→ **Instructions for the task**:
Copy each of the lines below word for word, changing nothing.

::: Information provided

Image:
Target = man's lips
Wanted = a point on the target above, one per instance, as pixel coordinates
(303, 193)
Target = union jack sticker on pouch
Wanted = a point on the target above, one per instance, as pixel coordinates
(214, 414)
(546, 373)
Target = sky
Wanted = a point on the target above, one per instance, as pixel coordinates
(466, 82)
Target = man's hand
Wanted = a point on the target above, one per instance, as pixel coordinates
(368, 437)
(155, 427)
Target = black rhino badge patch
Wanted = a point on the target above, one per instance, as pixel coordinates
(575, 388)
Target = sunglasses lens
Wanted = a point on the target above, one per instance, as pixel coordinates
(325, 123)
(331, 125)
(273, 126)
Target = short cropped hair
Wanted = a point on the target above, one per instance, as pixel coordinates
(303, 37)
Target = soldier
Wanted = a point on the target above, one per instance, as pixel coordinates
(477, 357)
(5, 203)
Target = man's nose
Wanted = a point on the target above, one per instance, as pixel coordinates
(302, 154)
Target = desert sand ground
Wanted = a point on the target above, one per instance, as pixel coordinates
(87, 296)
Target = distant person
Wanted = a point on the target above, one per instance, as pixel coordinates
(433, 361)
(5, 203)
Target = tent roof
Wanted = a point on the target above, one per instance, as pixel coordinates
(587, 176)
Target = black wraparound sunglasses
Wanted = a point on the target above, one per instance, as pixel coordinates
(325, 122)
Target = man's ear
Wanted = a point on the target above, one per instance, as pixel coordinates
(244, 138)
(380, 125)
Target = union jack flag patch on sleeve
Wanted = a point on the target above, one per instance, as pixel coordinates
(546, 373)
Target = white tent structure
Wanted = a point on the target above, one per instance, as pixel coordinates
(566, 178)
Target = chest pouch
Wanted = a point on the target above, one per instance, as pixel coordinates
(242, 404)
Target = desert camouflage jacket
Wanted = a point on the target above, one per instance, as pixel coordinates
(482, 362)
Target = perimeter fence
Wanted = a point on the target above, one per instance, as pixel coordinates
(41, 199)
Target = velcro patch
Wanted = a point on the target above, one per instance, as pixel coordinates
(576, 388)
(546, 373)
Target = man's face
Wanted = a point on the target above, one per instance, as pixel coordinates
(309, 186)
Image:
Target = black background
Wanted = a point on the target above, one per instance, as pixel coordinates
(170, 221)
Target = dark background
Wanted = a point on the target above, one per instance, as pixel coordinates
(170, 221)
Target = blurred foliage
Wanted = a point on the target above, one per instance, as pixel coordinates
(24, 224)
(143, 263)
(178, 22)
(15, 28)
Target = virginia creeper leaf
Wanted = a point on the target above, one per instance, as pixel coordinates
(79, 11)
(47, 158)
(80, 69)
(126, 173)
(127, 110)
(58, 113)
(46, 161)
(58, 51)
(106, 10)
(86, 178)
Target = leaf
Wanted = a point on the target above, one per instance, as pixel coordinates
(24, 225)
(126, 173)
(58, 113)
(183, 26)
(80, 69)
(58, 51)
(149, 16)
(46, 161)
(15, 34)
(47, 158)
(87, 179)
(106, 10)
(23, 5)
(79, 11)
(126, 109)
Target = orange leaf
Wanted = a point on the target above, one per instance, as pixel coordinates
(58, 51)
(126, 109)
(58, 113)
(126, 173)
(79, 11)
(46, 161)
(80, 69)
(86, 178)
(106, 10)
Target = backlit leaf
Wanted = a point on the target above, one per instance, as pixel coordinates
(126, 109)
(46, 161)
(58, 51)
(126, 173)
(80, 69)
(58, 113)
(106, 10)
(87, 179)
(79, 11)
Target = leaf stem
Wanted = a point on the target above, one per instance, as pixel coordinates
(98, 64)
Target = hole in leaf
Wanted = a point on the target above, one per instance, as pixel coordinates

::::::

→ **Final answer**:
Image:
Target = man's lips
Wanted = a point on the target above, one per instance, as pixel coordinates
(303, 193)
Target = union jack sticker on pouch
Wanted = a point on the target above, one per instance, as pixel coordinates
(214, 414)
(546, 373)
Target = sky
Wanted = a point on the target above, one per instance, as pixel coordinates
(466, 82)
Target = man's hand
Wanted = a point on the target above, one per instance, as pixel coordinates
(368, 437)
(155, 427)
Target = black rhino badge patch
Wanted = a point on the target above, one per instance, as pixel coordinates
(575, 388)
Target = sunglasses lens
Wanted = a point on the target above, one per instance, as pixel coordinates
(325, 123)
(331, 125)
(273, 126)
Target = short cropped hair
Wanted = a point on the target above, one per instance, as pixel coordinates
(303, 37)
Target = soldier
Wanted = a point on the target above, one per instance, as pixel coordinates
(477, 357)
(5, 203)
Target = man's nose
Wanted = a point on the target above, one per instance, as pixel coordinates
(302, 154)
Target = desert sand ground
Wanted = a point on the target above, one per instance, as pixel coordinates
(87, 296)
Target = distant person
Wanted = a point on the target above, one per instance, as pixel coordinates
(433, 361)
(5, 203)
Target = tent roof
Wanted = a point on the target above, one per instance, as pixel coordinates
(587, 176)
Target = black wraparound sunglasses
Wanted = a point on the target above, one per instance, as pixel coordinates
(325, 122)
Target = man's ear
Wanted = a point on the target above, one per instance, as pixel coordinates
(244, 138)
(380, 125)
Target = union jack flag patch on sleeve
Wanted = a point on the target above, one per instance, as pixel coordinates
(546, 373)
Target = white tent structure
Wanted = a point on the target above, one per instance, as pixel coordinates
(566, 178)
Target = chest pouch
Wanted = a point on the target above, one per instance, as pixel coordinates
(242, 404)
Target = desert camouflage jacket
Wanted = a point on the target above, one per instance, as pixel coordinates
(482, 362)
Target = perimeter fence
Wanted = a point on the target above, one per instance, as pixel coordinates
(41, 199)
Target = velcro patch
Wanted = a point on the target above, one per instance, as pixel coordinates
(576, 388)
(546, 373)
Target = man's face
Wanted = a point on the target above, one per instance, as pixel coordinates
(309, 186)
Image:
Target = black background
Wanted = a point on the target above, one per instance, as pixel coordinates
(170, 221)
Target = dark background
Wanted = a point on the target above, one per instance, as pixel coordinates
(170, 221)
Target = blurred foliage
Wanted = a point on the target above, one per instance, as pixel coordinates
(24, 224)
(143, 263)
(178, 22)
(15, 28)
Target = virginia creeper leaf
Wanted = a point on the target above, one per instance, as pixel coordinates
(79, 11)
(47, 158)
(80, 69)
(126, 173)
(127, 110)
(58, 113)
(46, 161)
(58, 51)
(106, 10)
(86, 178)
Target = leaf
Wanted = a point on the target above, one per instance, as pixel coordinates
(24, 225)
(126, 173)
(58, 113)
(183, 26)
(80, 69)
(58, 51)
(149, 16)
(46, 161)
(15, 34)
(47, 158)
(87, 179)
(106, 10)
(23, 5)
(79, 11)
(126, 109)
Target = orange leaf
Wanted = a point on the target above, one per instance, as pixel coordinates
(58, 51)
(126, 109)
(58, 113)
(126, 173)
(79, 11)
(46, 161)
(80, 69)
(86, 178)
(106, 10)
Target = backlit leaf
Wanted = a point on the target above, one per instance, as pixel coordinates
(126, 109)
(46, 161)
(58, 51)
(126, 173)
(80, 69)
(58, 113)
(106, 10)
(87, 179)
(79, 11)
Target = leaf stem
Wanted = a point on the target above, one per instance, as pixel coordinates
(98, 64)
Target = hole in leaf
Wanted = a point on the target above, one per instance, as pixel coordinates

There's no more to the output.